Given exercise 1 »
According to the sausage review, what is the official meat content of Hubbards' Old English sausages?
Given exercise 2 »
Continue the sausage review from its final sentence.

[Text excerpt start]

So, on to
our second part of the Bury St Edmunds series, a visit to a butcher we have
reviewed before but have never stepped inside their shop. It’s Hubbards Traditional Butchers of St
Olaves Precinct, and we last met them at their mobile stall at beautiful
down town Docking Market. The label
sticking into Hubbard’s Old English sausages when I visited them read “A
sprinkle of herbs and lemon zest helps this one to be a favourite with bangers
and mash.” Does their strap-line bear
out? We’ll see later on. First a little background information.
David
Hubbard is a most interesting chap who will happily hold a meat-based conversation
with you for as long as you have to spare.
He’s had a long apprenticeship in the art of butcherism and really knows
his stuff. He was a little disgruntled
(in a nice, friendly way, I hasten to add) about our preference for a chunky-cut
sausage filling, having been educated in a Germanic sausage style, thus leaning
to finer fillings. More recently he’s
taken an interest in the Mennonite culture of North America, who took their
style of sausage making with them from Friesland in the seventeenth
century. It’s thanks to this fascinating
background, via Nossack Fine Meats in Alberta, that David Hubbard
lives and breathes a passion for pork sausages, and may explain why you’re sure
to get a good product if you put Hubbards’ bangers on your plate.
Their new
shop is slightly out of Bury town centre but please, please, please do NOT let
that deter you in the slightest. A
super-warm welcome is guaranteed, and I can assure you that you won’t be
disappointed with any bangers you buy. Trust
me, I’m a doctor. Did “a sprinkle of
herbs and lemon zest” prove a winning combination? Read on to find out....
Meat
Content:
That’s more
like it Bury! Between 85% and 90% is the
official figure and it tastes that way too.
Not just any old pork though, “good” quality pork, which makes a real
difference to the sausage, from Dingley Dell pork near Woodbridge (as
previously mentioned when we reviewed their Hubbards Traditional Pork Sausage last year. A great foundation for a (hopefully) great
sausage.
Oh, on a complete tangent, on my perambulations around deepest, darkest, delightful Bury St Edmunds I happened upon the scene of some personal sporting highlights (see above). It's been upgraded somewhat since that summer evening in 1987, and now boasts a snazzy tartan running track instead of the cinders track upon which I clocked personal best times for the 3000m and 400m. The 3000m I finished in 8 minutes 51 seconds, which was bloody good let me tell you! The 400m took place about half an hour later, hence the rather pedestrian 58.7 seconds. And bugger me, I just realised that those two races happened 26 years ago. Oh dear.

[Text excerpt end]
[Provided records start]

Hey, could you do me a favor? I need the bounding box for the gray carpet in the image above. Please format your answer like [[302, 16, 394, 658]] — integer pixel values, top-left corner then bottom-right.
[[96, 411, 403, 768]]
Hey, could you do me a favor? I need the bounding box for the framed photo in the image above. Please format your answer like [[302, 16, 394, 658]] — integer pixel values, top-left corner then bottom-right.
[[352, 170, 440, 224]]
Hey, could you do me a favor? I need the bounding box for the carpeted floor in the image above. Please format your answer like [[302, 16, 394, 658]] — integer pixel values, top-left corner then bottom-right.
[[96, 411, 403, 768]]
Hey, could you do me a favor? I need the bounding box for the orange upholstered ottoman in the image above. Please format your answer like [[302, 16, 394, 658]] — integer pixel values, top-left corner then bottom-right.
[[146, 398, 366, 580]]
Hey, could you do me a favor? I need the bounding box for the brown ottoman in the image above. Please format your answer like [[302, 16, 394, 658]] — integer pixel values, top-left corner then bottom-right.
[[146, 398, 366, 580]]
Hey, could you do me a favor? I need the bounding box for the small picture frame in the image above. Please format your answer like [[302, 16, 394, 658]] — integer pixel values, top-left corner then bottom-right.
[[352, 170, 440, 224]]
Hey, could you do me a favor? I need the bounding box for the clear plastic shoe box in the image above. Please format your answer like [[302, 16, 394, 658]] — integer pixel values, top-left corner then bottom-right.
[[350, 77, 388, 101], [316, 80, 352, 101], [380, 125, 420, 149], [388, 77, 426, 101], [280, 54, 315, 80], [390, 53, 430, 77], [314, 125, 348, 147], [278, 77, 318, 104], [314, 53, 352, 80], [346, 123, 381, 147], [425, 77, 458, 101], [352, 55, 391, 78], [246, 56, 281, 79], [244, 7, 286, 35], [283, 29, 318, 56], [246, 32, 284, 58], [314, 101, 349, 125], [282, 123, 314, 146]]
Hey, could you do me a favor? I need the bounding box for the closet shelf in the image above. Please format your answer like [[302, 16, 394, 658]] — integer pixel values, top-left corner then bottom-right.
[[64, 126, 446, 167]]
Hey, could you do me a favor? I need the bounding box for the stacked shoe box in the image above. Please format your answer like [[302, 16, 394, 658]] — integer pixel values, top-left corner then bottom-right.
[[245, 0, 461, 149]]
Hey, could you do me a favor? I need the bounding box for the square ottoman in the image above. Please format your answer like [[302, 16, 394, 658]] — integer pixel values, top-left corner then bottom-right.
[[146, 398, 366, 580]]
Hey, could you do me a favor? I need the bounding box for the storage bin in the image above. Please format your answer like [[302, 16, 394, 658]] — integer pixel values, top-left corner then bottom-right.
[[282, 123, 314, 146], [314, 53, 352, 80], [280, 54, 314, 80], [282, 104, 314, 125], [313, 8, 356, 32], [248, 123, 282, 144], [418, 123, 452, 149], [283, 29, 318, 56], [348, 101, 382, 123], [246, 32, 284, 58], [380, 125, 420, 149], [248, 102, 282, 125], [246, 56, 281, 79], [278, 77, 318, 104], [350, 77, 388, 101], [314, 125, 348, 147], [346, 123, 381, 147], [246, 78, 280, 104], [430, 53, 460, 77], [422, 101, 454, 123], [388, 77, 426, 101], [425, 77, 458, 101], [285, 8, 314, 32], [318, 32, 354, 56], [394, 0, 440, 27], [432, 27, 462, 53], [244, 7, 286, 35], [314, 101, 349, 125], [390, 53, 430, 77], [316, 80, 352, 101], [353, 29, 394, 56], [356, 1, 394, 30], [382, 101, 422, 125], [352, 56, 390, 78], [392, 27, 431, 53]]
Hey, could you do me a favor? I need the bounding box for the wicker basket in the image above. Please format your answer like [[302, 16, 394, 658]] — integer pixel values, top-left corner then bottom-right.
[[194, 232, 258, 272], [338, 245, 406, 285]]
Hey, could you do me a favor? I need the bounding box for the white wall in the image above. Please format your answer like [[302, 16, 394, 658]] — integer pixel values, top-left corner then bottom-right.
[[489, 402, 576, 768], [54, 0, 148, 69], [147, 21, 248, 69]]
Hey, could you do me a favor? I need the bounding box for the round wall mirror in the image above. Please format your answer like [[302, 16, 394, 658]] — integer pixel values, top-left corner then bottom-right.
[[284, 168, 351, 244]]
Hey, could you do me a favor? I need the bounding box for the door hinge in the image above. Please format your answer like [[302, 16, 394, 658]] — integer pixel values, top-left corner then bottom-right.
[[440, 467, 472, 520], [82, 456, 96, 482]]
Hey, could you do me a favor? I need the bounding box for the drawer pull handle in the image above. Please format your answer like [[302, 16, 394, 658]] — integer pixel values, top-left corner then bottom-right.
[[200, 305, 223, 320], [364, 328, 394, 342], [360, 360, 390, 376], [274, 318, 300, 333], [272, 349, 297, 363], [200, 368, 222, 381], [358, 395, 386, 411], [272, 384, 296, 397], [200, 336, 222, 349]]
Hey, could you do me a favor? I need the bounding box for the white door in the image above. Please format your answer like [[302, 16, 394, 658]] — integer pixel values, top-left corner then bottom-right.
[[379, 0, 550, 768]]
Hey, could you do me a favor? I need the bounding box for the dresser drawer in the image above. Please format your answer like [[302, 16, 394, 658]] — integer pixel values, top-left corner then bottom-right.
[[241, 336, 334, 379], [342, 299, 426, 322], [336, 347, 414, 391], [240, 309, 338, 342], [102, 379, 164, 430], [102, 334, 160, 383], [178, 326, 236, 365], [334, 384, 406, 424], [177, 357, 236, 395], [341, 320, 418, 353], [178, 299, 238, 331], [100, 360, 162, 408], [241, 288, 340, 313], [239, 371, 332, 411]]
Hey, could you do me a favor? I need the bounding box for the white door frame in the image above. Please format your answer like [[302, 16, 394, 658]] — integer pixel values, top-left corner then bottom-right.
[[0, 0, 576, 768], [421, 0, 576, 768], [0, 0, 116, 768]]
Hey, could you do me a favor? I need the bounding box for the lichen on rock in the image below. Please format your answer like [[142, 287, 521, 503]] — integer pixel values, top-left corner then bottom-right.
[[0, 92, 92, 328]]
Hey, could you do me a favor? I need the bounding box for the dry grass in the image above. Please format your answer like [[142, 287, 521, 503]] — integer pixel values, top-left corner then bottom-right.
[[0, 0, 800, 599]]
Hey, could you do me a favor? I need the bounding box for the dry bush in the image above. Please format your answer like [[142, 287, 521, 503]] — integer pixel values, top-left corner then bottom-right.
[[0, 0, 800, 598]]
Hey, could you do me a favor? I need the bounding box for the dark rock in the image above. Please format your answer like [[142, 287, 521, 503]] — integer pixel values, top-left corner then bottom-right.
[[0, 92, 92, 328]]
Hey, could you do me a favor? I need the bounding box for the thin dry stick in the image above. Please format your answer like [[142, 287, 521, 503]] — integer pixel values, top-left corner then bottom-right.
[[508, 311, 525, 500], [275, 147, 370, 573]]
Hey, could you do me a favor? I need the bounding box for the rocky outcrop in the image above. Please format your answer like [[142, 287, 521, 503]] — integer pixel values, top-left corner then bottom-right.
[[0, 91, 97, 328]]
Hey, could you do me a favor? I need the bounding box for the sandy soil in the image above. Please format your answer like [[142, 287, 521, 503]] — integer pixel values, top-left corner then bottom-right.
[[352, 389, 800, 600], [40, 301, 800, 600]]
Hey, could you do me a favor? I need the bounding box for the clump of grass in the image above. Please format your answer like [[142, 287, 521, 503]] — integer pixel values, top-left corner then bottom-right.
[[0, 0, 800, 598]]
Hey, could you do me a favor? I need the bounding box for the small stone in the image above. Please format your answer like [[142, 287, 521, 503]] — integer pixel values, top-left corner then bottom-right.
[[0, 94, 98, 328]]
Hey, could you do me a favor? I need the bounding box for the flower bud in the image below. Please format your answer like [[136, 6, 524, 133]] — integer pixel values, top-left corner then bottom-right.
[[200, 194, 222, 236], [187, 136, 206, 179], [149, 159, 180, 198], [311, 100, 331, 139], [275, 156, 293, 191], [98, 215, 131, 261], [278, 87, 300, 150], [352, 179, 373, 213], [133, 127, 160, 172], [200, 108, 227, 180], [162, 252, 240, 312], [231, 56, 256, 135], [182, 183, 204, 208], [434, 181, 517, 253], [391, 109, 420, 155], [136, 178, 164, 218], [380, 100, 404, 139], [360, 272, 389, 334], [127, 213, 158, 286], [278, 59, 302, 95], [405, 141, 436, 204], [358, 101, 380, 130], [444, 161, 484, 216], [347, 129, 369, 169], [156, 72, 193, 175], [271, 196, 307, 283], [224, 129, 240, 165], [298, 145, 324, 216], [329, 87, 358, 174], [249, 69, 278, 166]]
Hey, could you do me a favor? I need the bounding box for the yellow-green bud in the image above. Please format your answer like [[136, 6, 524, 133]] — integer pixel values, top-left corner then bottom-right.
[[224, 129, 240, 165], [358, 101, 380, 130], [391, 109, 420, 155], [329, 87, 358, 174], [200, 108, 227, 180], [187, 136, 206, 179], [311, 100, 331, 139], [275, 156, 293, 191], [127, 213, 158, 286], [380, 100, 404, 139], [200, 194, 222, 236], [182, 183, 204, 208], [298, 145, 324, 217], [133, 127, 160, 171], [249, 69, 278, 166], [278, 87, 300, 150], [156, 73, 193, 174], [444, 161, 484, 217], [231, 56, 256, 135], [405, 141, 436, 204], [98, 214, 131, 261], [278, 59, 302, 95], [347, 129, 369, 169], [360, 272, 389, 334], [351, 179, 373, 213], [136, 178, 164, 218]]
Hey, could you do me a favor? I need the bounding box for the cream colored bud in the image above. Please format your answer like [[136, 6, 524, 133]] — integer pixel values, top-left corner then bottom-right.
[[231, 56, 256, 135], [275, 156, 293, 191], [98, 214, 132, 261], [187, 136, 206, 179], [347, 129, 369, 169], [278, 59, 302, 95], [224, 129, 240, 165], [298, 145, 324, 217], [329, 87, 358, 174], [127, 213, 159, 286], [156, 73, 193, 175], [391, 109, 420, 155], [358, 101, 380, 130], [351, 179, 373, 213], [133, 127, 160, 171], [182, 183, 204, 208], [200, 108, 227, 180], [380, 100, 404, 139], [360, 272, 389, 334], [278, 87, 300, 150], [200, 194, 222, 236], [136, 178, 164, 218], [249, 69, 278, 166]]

[Provided records end]

Task result 1 »
Between 85% and 90%.

Task result 2 »
Still on Tangent Street, I imbibed the traditional post sausage-hunting beers in Bury town centre, opposite the corn exchange in The World's Smallest Public House". It's called The Nutshell and is one of the quirkiest places it's possible to visit. There's enough room for maybe a dozen people inside, including the barman, and the toilets are off a tiny hallway up some narrow rickety stairs. In the picture above you may be able to make out the almost-as-famous-as-the-pub-itself mummified cat which hangs from the ceiling, in the company of many, many more strange and varied artefacts. It's a fascinating little place which would make it worthwhile visiting Bury for in itself, and I commend it to you!
The brown-painted part of this facade is the entire frontage of The Nutshell.
Flavour:
First
impression was a simple “meaty and tasty”.
Not a bad start. The pork really
shines through, backed up by delicate, well-judged seasoning and a hint of
herbs, which become more noticeable after you’ve swallowed a couple of pieces
(couldn’t make out any lemon zest though).
I don’t know about bangers and mash, but I do know that these sausages
are perfect for a “naughty” Friday”let’s start the weekend” tea with eggs,
chips and peas.
Texture:
Bearing in
mind David’s background and Hubbard’s Traditional Pork sausages I was expecting
a fairly smooth and fine texture. The
filling is indeed quite fine but grainy and bitty, and falls enjoyably apart
when pushed. So much so that it was not
easy to take the six slices picture. Push
your fork flatly through and the filling falls apart but grips the tines
brilliantly. Dry-ish, which is good – no
excessive sloppy plop going on – and the skins are good too (natural).
Shrinkage:
Average
weight uncooked – 62g
Average
weight cooked - 50g
Shrinkage -
20%
Average for
the year so far.
Value For
Money:
£1.73 for
four sausages, weighing 248g - this works out as a price of £6.99 per kg, or 43p
per snorker.
Hubbard’s
Old English sausages are rated as very good value for money - you really should
seek some out as soon as possible.
Opening
Hours:
Monday: Closed
Tuesday: 0900
- 1700
Wednesday: 0900
- 1700
Thursday: 0900
- 1700
Friday: 0900
- 1700
Saturday: 0800
- 1500
Sunday: Closed
And
Finally, Esther:
This
sausage scored the highest of any so far in 2013, will any of the remaining
three specimens from Bury match up? I
really enjoyed eating these, the others definitely have their work cut out....these
Old English sausages are a substantial step up from Hubbard’s Traditional Pork
variety and I can hardly wait to try their “Satan’s” sausages which are
currently resting in the Sausage Storage Facility (freezer) gaining heat day by
day.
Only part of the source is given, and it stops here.